Work required ▸ Put the following lines into a numbered list, leaving out any blank lines.

Input rows ▸
⟨

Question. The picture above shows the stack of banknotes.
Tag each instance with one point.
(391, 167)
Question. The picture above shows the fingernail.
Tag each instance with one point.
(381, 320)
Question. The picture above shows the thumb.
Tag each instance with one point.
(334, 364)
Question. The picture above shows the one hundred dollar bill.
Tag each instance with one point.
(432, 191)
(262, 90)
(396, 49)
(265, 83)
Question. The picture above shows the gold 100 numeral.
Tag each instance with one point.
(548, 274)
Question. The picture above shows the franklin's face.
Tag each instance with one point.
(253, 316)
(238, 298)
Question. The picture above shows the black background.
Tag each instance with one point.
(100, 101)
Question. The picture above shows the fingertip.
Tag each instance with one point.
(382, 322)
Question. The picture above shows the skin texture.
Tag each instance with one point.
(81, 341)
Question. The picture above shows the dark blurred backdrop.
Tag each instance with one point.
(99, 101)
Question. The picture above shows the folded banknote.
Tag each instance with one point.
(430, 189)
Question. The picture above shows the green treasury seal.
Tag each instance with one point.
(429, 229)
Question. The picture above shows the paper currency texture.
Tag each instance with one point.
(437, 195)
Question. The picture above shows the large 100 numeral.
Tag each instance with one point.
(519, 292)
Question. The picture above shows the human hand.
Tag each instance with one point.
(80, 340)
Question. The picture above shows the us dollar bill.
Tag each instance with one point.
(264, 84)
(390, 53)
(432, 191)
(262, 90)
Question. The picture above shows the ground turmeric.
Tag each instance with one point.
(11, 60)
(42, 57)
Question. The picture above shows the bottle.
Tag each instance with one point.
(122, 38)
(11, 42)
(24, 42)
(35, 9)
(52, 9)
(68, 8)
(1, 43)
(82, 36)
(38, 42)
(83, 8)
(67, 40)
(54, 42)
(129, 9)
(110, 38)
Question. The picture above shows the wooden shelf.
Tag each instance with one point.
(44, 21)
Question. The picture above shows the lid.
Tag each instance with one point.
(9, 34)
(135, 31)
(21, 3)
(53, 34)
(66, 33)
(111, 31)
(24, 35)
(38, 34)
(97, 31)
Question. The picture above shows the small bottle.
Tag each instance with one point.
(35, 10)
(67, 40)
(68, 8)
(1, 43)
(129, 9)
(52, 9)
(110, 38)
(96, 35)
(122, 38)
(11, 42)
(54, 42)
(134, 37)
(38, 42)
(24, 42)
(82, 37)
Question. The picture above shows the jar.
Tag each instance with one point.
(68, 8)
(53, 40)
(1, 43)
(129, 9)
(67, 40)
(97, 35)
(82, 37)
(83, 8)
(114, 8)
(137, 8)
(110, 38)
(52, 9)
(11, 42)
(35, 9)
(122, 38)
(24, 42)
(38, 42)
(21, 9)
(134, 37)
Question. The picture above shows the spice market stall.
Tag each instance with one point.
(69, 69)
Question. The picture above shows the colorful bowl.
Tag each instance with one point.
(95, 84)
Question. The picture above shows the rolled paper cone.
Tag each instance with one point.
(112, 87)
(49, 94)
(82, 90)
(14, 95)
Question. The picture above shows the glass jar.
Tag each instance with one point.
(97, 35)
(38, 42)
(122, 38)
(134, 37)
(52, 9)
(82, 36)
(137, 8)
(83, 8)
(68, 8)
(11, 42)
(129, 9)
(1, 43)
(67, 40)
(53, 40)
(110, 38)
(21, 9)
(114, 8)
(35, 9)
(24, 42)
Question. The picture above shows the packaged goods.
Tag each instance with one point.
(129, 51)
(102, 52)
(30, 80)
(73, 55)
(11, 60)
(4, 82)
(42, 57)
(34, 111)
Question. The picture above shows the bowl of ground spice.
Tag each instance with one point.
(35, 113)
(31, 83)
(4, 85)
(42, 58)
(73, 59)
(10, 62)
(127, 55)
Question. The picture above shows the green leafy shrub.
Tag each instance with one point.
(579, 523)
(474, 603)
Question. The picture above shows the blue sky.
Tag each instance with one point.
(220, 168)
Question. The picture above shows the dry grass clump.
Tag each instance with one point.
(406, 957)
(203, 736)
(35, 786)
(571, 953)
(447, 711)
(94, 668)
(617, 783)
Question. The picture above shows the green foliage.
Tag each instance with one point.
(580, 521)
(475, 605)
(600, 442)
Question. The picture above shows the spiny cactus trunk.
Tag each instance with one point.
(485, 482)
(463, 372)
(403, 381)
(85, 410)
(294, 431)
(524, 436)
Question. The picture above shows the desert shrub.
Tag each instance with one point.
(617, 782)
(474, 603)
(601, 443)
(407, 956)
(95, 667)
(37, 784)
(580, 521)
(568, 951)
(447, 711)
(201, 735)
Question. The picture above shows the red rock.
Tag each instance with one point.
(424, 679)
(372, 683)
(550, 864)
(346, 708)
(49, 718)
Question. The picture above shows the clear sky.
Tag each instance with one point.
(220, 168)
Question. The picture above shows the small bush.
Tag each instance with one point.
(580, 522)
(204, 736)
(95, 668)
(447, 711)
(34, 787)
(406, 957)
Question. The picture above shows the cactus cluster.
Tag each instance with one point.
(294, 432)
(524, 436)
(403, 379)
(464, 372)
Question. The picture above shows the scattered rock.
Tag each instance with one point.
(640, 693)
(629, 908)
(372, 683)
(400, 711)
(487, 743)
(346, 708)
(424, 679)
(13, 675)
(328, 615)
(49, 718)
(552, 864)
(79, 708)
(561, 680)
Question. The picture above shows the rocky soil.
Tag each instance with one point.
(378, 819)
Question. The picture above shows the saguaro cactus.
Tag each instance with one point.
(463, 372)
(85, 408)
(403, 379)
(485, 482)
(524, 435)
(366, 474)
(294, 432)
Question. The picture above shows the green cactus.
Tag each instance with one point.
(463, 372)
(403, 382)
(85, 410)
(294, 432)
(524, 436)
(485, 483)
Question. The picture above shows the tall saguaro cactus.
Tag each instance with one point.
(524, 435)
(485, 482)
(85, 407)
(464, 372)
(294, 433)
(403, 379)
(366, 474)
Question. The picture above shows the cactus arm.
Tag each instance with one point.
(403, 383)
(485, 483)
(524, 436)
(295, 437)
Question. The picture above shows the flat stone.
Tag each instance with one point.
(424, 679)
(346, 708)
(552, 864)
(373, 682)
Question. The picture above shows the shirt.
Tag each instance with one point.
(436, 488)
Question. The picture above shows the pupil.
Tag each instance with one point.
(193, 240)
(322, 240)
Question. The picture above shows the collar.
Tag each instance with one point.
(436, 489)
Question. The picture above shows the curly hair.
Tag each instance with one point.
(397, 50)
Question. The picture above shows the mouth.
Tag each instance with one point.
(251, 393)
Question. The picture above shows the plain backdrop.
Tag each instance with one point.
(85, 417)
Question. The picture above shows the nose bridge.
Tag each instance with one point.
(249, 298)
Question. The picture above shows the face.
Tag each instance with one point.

⟩

Exercise output ▸
1. Question. The picture above shows the stack of banknotes.
2. Tag each instance with one point.
3. (391, 167)
4. Question. The picture above shows the fingernail.
5. Tag each instance with one point.
6. (381, 320)
7. Question. The picture above shows the thumb.
8. Tag each instance with one point.
9. (334, 364)
10. Question. The picture above shows the one hundred dollar bill.
11. Tag each instance with one point.
12. (432, 191)
13. (262, 90)
14. (396, 49)
15. (265, 83)
16. Question. The picture above shows the gold 100 numeral.
17. Tag each instance with one point.
18. (548, 274)
19. Question. The picture above shows the franklin's face.
20. Tag each instance with one point.
21. (253, 316)
22. (238, 298)
23. Question. The picture above shows the black background.
24. Tag each instance with one point.
25. (100, 101)
26. Question. The picture above shows the fingertip.
27. Tag each instance with one point.
28. (382, 322)
29. Question. The picture above shows the skin texture.
30. Tag each instance with one point.
31. (81, 341)
32. Question. The picture above shows the dark blurred backdrop.
33. Tag each instance with one point.
34. (99, 101)
35. Question. The picture above shows the folded banknote.
36. Tag each instance with one point.
37. (430, 189)
38. Question. The picture above shows the green treasury seal.
39. Tag each instance with one point.
40. (429, 229)
41. Question. The picture above shows the paper currency texture.
42. Tag each instance with one point.
43. (437, 195)
44. Question. The picture above shows the large 100 numeral.
45. Tag each instance with one point.
46. (519, 292)
47. Question. The picture above shows the human hand.
48. Tag each instance with one point.
49. (80, 340)
50. Question. The picture above shows the us dollar bill.
51. Tag each instance with one point.
52. (264, 84)
53. (390, 53)
54. (432, 191)
55. (262, 90)
56. Question. The picture above shows the ground turmeric.
57. Tag each instance with one point.
58. (11, 60)
59. (42, 57)
60. Question. The picture above shows the bottle.
61. Tag each instance with one point.
62. (122, 38)
63. (11, 42)
64. (24, 42)
65. (35, 9)
66. (52, 9)
67. (68, 8)
68. (1, 43)
69. (82, 36)
70. (38, 42)
71. (83, 8)
72. (67, 40)
73. (54, 42)
74. (129, 9)
75. (110, 38)
76. Question. The picture above shows the wooden shelf.
77. Tag each instance with one point.
78. (44, 21)
79. Question. The picture above shows the lid.
80. Tag each instance with one point.
81. (9, 34)
82. (135, 31)
83. (21, 3)
84. (53, 34)
85. (66, 33)
86. (111, 31)
87. (24, 35)
88. (38, 34)
89. (97, 31)
90. Question. The picture above shows the small bottle.
91. Tag each instance with one point.
92. (35, 10)
93. (67, 40)
94. (68, 8)
95. (1, 43)
96. (129, 9)
97. (52, 9)
98. (110, 38)
99. (96, 35)
100. (122, 38)
101. (11, 42)
102. (54, 42)
103. (134, 37)
104. (38, 42)
105. (24, 42)
106. (82, 37)
107. Question. The picture above shows the jar.
108. Tag each instance with one point.
109. (68, 8)
110. (53, 40)
111. (1, 43)
112. (129, 9)
113. (67, 40)
114. (97, 35)
115. (82, 37)
116. (83, 8)
117. (114, 8)
118. (137, 8)
119. (110, 38)
120. (52, 9)
121. (11, 42)
122. (35, 9)
123. (122, 38)
124. (24, 42)
125. (38, 42)
126. (21, 9)
127. (134, 37)
128. Question. The picture above shows the spice market stall.
129. Tag each instance with one point.
130. (69, 69)
131. Question. The picture above shows the colorful bowl.
132. Tag each instance with one point.
133. (95, 84)
134. Question. The picture above shows the rolled paper cone.
135. Tag each instance with one point.
136. (112, 87)
137. (49, 94)
138. (82, 90)
139. (14, 95)
140. Question. The picture above shows the glass jar.
141. Tag each instance with one point.
142. (97, 35)
143. (38, 42)
144. (122, 38)
145. (134, 37)
146. (52, 9)
147. (82, 36)
148. (137, 8)
149. (83, 8)
150. (68, 8)
151. (11, 42)
152. (129, 9)
153. (1, 43)
154. (67, 40)
155. (53, 40)
156. (110, 38)
157. (21, 9)
158. (114, 8)
159. (35, 9)
160. (24, 42)
161. Question. The picture above shows the packaged goods.
162. Tag each instance with one point.
163. (129, 51)
164. (102, 52)
165. (30, 80)
166. (73, 55)
167. (11, 60)
168. (4, 82)
169. (42, 57)
170. (34, 111)
171. Question. The picture above shows the bowl of ground spice.
172. Tag each instance with one point.
173. (35, 113)
174. (31, 83)
175. (4, 85)
176. (42, 58)
177. (73, 59)
178. (10, 62)
179. (127, 55)
180. Question. The picture above shows the green leafy shrub.
181. Tag each instance with one point.
182. (579, 523)
183. (474, 603)
184. Question. The picture above shows the blue sky.
185. Tag each instance with one point.
186. (220, 168)
187. Question. The picture above shows the dry grass clump.
188. Tag each instance with one point.
189. (406, 957)
190. (203, 736)
191. (35, 786)
192. (571, 953)
193. (447, 711)
194. (94, 668)
195. (617, 783)
196. Question. The picture above shows the green foliage.
197. Tag each instance with one point.
198. (580, 521)
199. (475, 605)
200. (600, 442)
201. Question. The picture above shows the spiny cactus trunk.
202. Tag each instance with one point.
203. (485, 482)
204. (463, 372)
205. (403, 381)
206. (85, 410)
207. (294, 431)
208. (524, 436)
209. Question. The picture above shows the desert shrub.
210. Tag each instance with one point.
211. (617, 782)
212. (474, 603)
213. (601, 443)
214. (407, 956)
215. (95, 667)
216. (37, 784)
217. (580, 521)
218. (568, 951)
219. (447, 711)
220. (201, 735)
221. Question. The picture above shows the red rock.
222. Tag each instance with one point.
223. (424, 679)
224. (372, 683)
225. (550, 864)
226. (346, 708)
227. (49, 718)
228. Question. The picture above shows the clear sky.
229. Tag each instance with one point.
230. (220, 168)
231. Question. The picture above shows the small bush.
232. Tag each instance with one point.
233. (580, 522)
234. (204, 736)
235. (95, 668)
236. (447, 711)
237. (34, 787)
238. (406, 957)
239. Question. The picture above shows the cactus cluster.
240. Tag each instance with one point.
241. (294, 432)
242. (524, 436)
243. (403, 379)
244. (464, 372)
245. Question. The picture above shows the scattered rock.
246. Tag each instance with one point.
247. (640, 693)
248. (629, 908)
249. (372, 683)
250. (400, 711)
251. (487, 743)
252. (346, 708)
253. (424, 679)
254. (13, 675)
255. (328, 615)
256. (49, 718)
257. (552, 864)
258. (79, 708)
259. (561, 680)
260. Question. The picture above shows the rocky soil.
261. Tag each instance with one point.
262. (378, 819)
263. Question. The picture above shows the saguaro cactus.
264. Tag each instance with one point.
265. (463, 372)
266. (85, 408)
267. (403, 379)
268. (485, 482)
269. (524, 435)
270. (366, 474)
271. (294, 432)
272. Question. The picture above shows the green cactus.
273. Tag each instance with one point.
274. (463, 372)
275. (403, 382)
276. (85, 410)
277. (294, 432)
278. (524, 436)
279. (485, 483)
280. Question. The picture above shows the tall saguaro cactus.
281. Tag each instance with one point.
282. (524, 435)
283. (485, 482)
284. (85, 407)
285. (464, 372)
286. (294, 433)
287. (403, 379)
288. (366, 474)
289. Question. The picture above shows the cactus arm.
290. Tag each instance with one point.
291. (403, 383)
292. (485, 483)
293. (524, 436)
294. (295, 437)
295. Question. The picture above shows the flat stone.
296. Tag each instance with one point.
297. (424, 679)
298. (346, 708)
299. (552, 864)
300. (373, 682)
301. Question. The picture above shows the shirt.
302. Tag each instance with one point.
303. (436, 488)
304. Question. The picture above shows the pupil.
305. Tag each instance with one point.
306. (193, 240)
307. (322, 240)
308. Question. The picture above shows the collar.
309. Tag each instance with one point.
310. (436, 489)
311. Question. The picture above shows the curly hair.
312. Tag each instance with one point.
313. (397, 50)
314. Question. The picture above shows the mouth.
315. Tag each instance with one point.
316. (251, 393)
317. Question. The picture above shows the plain backdrop.
318. Tag each instance with one point.
319. (85, 417)
320. Question. The picture above shows the nose bridge.
321. Tag each instance with one point.
322. (249, 298)
323. Question. The picture above shows the face.
324. Tag each instance with one point.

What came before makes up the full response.